§ **PROBLEM DETAILS**:
Below is a block of data; give all of it again word for word.

§ **DATA PROVIDED**:
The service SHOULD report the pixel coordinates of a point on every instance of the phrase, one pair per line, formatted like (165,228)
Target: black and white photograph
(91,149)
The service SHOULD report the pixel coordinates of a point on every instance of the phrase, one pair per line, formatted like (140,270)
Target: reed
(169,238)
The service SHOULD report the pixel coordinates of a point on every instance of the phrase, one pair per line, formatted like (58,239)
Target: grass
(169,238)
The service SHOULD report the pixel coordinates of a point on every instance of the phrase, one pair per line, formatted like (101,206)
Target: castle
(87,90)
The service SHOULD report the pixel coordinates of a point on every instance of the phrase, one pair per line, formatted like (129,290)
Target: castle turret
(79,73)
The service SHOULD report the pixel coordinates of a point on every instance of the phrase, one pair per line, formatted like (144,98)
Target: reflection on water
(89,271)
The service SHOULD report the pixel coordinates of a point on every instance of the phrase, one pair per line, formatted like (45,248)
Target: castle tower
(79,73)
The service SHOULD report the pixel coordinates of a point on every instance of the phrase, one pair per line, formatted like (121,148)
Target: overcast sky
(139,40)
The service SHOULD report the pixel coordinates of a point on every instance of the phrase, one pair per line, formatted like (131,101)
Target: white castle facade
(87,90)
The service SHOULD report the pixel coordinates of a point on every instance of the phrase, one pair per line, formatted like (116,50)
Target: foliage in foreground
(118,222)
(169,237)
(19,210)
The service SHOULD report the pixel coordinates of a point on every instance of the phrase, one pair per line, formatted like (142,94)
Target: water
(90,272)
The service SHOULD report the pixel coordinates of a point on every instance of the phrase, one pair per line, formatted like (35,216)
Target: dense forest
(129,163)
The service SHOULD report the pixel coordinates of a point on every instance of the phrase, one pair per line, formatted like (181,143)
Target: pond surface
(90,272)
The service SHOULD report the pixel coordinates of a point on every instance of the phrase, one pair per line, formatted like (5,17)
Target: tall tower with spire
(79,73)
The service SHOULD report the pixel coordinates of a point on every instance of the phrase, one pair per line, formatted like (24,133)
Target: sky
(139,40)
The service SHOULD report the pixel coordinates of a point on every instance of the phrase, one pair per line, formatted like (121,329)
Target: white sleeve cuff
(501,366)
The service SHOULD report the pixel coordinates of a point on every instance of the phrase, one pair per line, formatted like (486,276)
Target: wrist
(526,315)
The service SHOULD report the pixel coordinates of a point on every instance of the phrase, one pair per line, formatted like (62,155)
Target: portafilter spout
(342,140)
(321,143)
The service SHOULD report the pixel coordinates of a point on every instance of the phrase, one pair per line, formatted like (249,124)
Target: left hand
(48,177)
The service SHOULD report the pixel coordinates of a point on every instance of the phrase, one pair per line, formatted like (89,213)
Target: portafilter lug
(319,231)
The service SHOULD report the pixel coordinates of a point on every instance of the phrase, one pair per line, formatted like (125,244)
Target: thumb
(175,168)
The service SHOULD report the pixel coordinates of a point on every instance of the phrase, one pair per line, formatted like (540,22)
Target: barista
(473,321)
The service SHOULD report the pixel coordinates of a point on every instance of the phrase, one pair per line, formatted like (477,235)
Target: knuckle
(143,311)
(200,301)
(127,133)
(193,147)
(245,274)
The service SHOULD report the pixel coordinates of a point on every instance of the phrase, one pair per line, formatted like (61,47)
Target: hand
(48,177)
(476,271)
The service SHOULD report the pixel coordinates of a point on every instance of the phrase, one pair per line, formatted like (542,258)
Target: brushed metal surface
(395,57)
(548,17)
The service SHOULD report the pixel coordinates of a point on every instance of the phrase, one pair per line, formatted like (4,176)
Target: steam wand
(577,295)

§ **YOUR SOLUTION**:
The service SHOULD report the pixel coordinates of a point on every instance of the phrase, one pair per line, formatted like (165,228)
Target: black and white photograph
(91,149)
The service SHOULD report the pixel coordinates of a point on every instance of the phrase, one pair per line, formatted like (140,270)
Target: reed
(169,238)
The service SHOULD report the pixel coordinates of a point on every instance of the phrase, one pair per line, formatted like (58,239)
Target: grass
(169,238)
The service SHOULD report the pixel coordinates of a point on every instance of the phrase, one pair per line, formatted like (101,206)
Target: castle
(87,90)
The service SHOULD report the pixel coordinates of a point on every instance of the phrase, one pair per line, formatted like (129,290)
Target: castle turret
(79,73)
The service SHOULD report the pixel coordinates of a point on every instance of the phrase, one pair per line, formatted like (144,98)
Target: reflection on water
(89,271)
The service SHOULD report the pixel coordinates of a point on every instance of the phrase, one pair per line, formatted like (45,248)
Target: castle tower
(79,73)
The service SHOULD report the pixel coordinates of a point on every instance of the phrase, one pair per line, formatted like (121,148)
Target: overcast sky
(139,40)
The service SHOULD report the pixel coordinates of a point on every instance of the phrase, one pair per line, formatted like (131,101)
Target: white castle facade
(87,90)
The service SHOULD report the pixel coordinates of a point on every instance of the phrase, one pair per line, formatted like (116,50)
Target: foliage in foreground
(118,222)
(169,237)
(19,210)
The service SHOULD report the pixel coordinates of a point on every instance of the phrase, one pair per line, formatted like (142,94)
Target: water
(90,272)
The service SHOULD report the pixel coordinates of a point on every instance of the phrase, one pair per line, formatted like (35,216)
Target: dense forest
(129,163)
The service SHOULD report the pixel coordinates of a point on every instance of the phrase, one pair per line, formatted like (181,143)
Target: pond surface
(90,272)
The service SHOULD report the pixel coordinates of a point on every instance of the phrase, one pair per line, formatted like (5,17)
Target: tall tower with spire
(79,73)
The service SHOULD report the pixel coordinates of a point on every instance of the phrase, one pair per line, formatted like (24,133)
Target: sky
(139,40)
The service SHOULD report the pixel coordinates of a point on every instance of the phrase, one pair per line, formatted like (121,329)
Target: white sleeve cuff
(501,366)
The service SHOULD report the pixel coordinates of a point on every instance of the phrase, one pair per line, formatted like (486,276)
Target: wrist
(526,315)
The service SHOULD report the pixel coordinates of a point on every instance of the phrase, one pair per line, formatted like (62,155)
Target: portafilter spout
(342,140)
(321,143)
The service SHOULD report the pixel coordinates of a point on every instance of the phrase, one pair per line, formatted like (249,124)
Target: left hand
(48,177)
The service SHOULD report the pixel coordinates of a point on every instance of the phrase, one pair per line, formatted like (89,213)
Target: portafilter lug
(319,231)
The service SHOULD report the pixel coordinates of a point on every instance of the phrase, one pair per line, formatted like (125,244)
Target: thumb
(175,168)
The service SHOULD report the pixel coordinates of a point on every instance of the phrase, one pair per line, formatted like (540,22)
Target: barista
(473,321)
The service SHOULD report the pixel coordinates of a point on every instance of the phrase, one pair per line, formatted like (477,235)
Target: knuckle
(143,311)
(200,301)
(127,133)
(193,147)
(245,274)
The service SHOULD report the pixel coordinates of a point on every instance of the phrase, one pair per line, formatted like (61,47)
Target: hand
(48,177)
(476,271)
The service SHOULD report the pixel coordinates of a point on every instance of the phrase, one pair per line, formatted like (542,258)
Target: brushed metal surface
(395,57)
(548,17)
The service SHOULD report the pixel coordinates of a point on every instance of the phrase, one pair per line, formatted like (4,176)
Target: steam wand
(577,295)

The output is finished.